··· Data rows
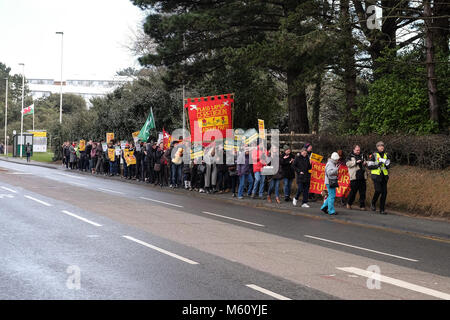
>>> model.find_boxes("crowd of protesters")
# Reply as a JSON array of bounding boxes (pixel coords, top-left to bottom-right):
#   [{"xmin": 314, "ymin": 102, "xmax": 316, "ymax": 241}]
[{"xmin": 62, "ymin": 140, "xmax": 390, "ymax": 215}]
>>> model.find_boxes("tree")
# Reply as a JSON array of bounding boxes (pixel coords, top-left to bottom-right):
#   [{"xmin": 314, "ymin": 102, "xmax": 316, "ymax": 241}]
[{"xmin": 133, "ymin": 0, "xmax": 328, "ymax": 132}]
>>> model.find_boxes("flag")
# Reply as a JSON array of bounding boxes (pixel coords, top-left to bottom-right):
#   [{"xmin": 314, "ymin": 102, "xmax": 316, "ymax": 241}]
[
  {"xmin": 163, "ymin": 128, "xmax": 172, "ymax": 150},
  {"xmin": 22, "ymin": 103, "xmax": 34, "ymax": 116},
  {"xmin": 138, "ymin": 108, "xmax": 156, "ymax": 142}
]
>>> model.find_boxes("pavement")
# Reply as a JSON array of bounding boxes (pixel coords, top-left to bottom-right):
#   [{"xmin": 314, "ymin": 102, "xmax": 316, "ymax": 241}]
[{"xmin": 0, "ymin": 158, "xmax": 450, "ymax": 300}]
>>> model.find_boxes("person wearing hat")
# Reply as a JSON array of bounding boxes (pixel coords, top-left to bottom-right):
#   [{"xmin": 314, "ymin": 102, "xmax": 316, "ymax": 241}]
[
  {"xmin": 280, "ymin": 145, "xmax": 295, "ymax": 202},
  {"xmin": 320, "ymin": 152, "xmax": 339, "ymax": 215},
  {"xmin": 367, "ymin": 141, "xmax": 391, "ymax": 214}
]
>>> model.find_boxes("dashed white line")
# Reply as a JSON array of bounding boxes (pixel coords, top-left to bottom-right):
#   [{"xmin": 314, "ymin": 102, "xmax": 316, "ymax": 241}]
[
  {"xmin": 97, "ymin": 188, "xmax": 124, "ymax": 194},
  {"xmin": 123, "ymin": 236, "xmax": 198, "ymax": 264},
  {"xmin": 336, "ymin": 267, "xmax": 450, "ymax": 300},
  {"xmin": 305, "ymin": 235, "xmax": 419, "ymax": 262},
  {"xmin": 139, "ymin": 197, "xmax": 183, "ymax": 208},
  {"xmin": 57, "ymin": 172, "xmax": 86, "ymax": 179},
  {"xmin": 61, "ymin": 210, "xmax": 102, "ymax": 227},
  {"xmin": 246, "ymin": 284, "xmax": 292, "ymax": 300},
  {"xmin": 202, "ymin": 211, "xmax": 265, "ymax": 227},
  {"xmin": 2, "ymin": 187, "xmax": 17, "ymax": 193},
  {"xmin": 24, "ymin": 196, "xmax": 52, "ymax": 207}
]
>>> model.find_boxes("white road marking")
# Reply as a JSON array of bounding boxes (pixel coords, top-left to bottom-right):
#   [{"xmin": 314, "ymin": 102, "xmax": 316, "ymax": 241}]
[
  {"xmin": 1, "ymin": 187, "xmax": 17, "ymax": 193},
  {"xmin": 139, "ymin": 197, "xmax": 183, "ymax": 208},
  {"xmin": 246, "ymin": 284, "xmax": 292, "ymax": 300},
  {"xmin": 305, "ymin": 235, "xmax": 419, "ymax": 262},
  {"xmin": 202, "ymin": 211, "xmax": 265, "ymax": 227},
  {"xmin": 24, "ymin": 196, "xmax": 52, "ymax": 207},
  {"xmin": 61, "ymin": 210, "xmax": 102, "ymax": 227},
  {"xmin": 57, "ymin": 172, "xmax": 86, "ymax": 179},
  {"xmin": 336, "ymin": 267, "xmax": 450, "ymax": 300},
  {"xmin": 123, "ymin": 236, "xmax": 198, "ymax": 264},
  {"xmin": 8, "ymin": 172, "xmax": 32, "ymax": 174},
  {"xmin": 97, "ymin": 188, "xmax": 123, "ymax": 194}
]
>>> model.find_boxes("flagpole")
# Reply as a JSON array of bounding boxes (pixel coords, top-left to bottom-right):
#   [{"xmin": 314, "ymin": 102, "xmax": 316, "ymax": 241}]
[
  {"xmin": 19, "ymin": 63, "xmax": 25, "ymax": 159},
  {"xmin": 4, "ymin": 78, "xmax": 8, "ymax": 156}
]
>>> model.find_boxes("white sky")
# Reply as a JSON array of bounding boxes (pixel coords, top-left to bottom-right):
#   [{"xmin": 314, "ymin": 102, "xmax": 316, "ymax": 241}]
[{"xmin": 0, "ymin": 0, "xmax": 145, "ymax": 80}]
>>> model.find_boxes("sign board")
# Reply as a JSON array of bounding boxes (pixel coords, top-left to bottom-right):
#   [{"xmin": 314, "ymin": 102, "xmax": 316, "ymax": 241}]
[{"xmin": 106, "ymin": 132, "xmax": 114, "ymax": 144}]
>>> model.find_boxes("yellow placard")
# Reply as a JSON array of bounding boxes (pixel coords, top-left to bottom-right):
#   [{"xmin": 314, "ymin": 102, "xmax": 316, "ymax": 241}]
[
  {"xmin": 106, "ymin": 132, "xmax": 114, "ymax": 144},
  {"xmin": 79, "ymin": 140, "xmax": 86, "ymax": 151},
  {"xmin": 108, "ymin": 148, "xmax": 116, "ymax": 162},
  {"xmin": 310, "ymin": 153, "xmax": 323, "ymax": 163},
  {"xmin": 30, "ymin": 131, "xmax": 47, "ymax": 138},
  {"xmin": 258, "ymin": 119, "xmax": 266, "ymax": 139}
]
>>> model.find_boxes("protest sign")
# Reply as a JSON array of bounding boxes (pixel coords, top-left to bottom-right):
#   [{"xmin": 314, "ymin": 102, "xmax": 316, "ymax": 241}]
[
  {"xmin": 108, "ymin": 148, "xmax": 116, "ymax": 162},
  {"xmin": 309, "ymin": 161, "xmax": 350, "ymax": 197},
  {"xmin": 106, "ymin": 132, "xmax": 114, "ymax": 144},
  {"xmin": 258, "ymin": 119, "xmax": 266, "ymax": 139},
  {"xmin": 79, "ymin": 140, "xmax": 86, "ymax": 151},
  {"xmin": 184, "ymin": 94, "xmax": 234, "ymax": 142}
]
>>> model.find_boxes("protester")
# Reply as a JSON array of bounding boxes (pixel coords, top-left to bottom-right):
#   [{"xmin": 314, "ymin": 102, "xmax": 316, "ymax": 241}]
[
  {"xmin": 252, "ymin": 145, "xmax": 267, "ymax": 199},
  {"xmin": 320, "ymin": 152, "xmax": 339, "ymax": 215},
  {"xmin": 25, "ymin": 142, "xmax": 33, "ymax": 162},
  {"xmin": 237, "ymin": 145, "xmax": 253, "ymax": 199},
  {"xmin": 346, "ymin": 145, "xmax": 367, "ymax": 210},
  {"xmin": 267, "ymin": 146, "xmax": 283, "ymax": 204},
  {"xmin": 368, "ymin": 141, "xmax": 391, "ymax": 214},
  {"xmin": 292, "ymin": 148, "xmax": 312, "ymax": 208},
  {"xmin": 280, "ymin": 145, "xmax": 295, "ymax": 202},
  {"xmin": 203, "ymin": 146, "xmax": 217, "ymax": 193}
]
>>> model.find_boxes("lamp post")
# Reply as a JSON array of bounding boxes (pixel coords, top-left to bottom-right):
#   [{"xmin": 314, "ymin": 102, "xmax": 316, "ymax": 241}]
[
  {"xmin": 56, "ymin": 31, "xmax": 64, "ymax": 124},
  {"xmin": 4, "ymin": 78, "xmax": 8, "ymax": 156},
  {"xmin": 19, "ymin": 63, "xmax": 25, "ymax": 159}
]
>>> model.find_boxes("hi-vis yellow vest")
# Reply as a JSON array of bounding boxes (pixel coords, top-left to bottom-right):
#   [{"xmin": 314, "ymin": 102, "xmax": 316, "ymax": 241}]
[{"xmin": 370, "ymin": 152, "xmax": 389, "ymax": 176}]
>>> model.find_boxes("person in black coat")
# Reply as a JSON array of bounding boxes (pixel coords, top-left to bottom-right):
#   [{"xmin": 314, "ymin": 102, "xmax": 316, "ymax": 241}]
[
  {"xmin": 280, "ymin": 146, "xmax": 295, "ymax": 202},
  {"xmin": 292, "ymin": 148, "xmax": 312, "ymax": 208}
]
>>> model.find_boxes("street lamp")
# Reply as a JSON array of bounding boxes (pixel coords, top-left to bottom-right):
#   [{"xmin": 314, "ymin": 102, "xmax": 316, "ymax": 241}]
[
  {"xmin": 56, "ymin": 31, "xmax": 64, "ymax": 124},
  {"xmin": 4, "ymin": 78, "xmax": 8, "ymax": 156},
  {"xmin": 19, "ymin": 63, "xmax": 25, "ymax": 159}
]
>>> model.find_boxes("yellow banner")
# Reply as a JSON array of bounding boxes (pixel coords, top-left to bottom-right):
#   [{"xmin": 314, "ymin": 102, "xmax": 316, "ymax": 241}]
[
  {"xmin": 106, "ymin": 132, "xmax": 114, "ymax": 144},
  {"xmin": 258, "ymin": 119, "xmax": 266, "ymax": 139},
  {"xmin": 29, "ymin": 131, "xmax": 47, "ymax": 138},
  {"xmin": 108, "ymin": 148, "xmax": 116, "ymax": 162},
  {"xmin": 79, "ymin": 140, "xmax": 86, "ymax": 151},
  {"xmin": 310, "ymin": 153, "xmax": 323, "ymax": 163}
]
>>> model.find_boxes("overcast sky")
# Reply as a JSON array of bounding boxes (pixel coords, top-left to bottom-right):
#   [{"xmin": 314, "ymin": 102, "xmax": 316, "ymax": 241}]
······
_The problem_
Pull out every line of the data above that contains the word "lamp". Case counts.

_Result for this exercise_
>>> model.find_boxes("lamp post")
>>> model.find_boxes("street lamp")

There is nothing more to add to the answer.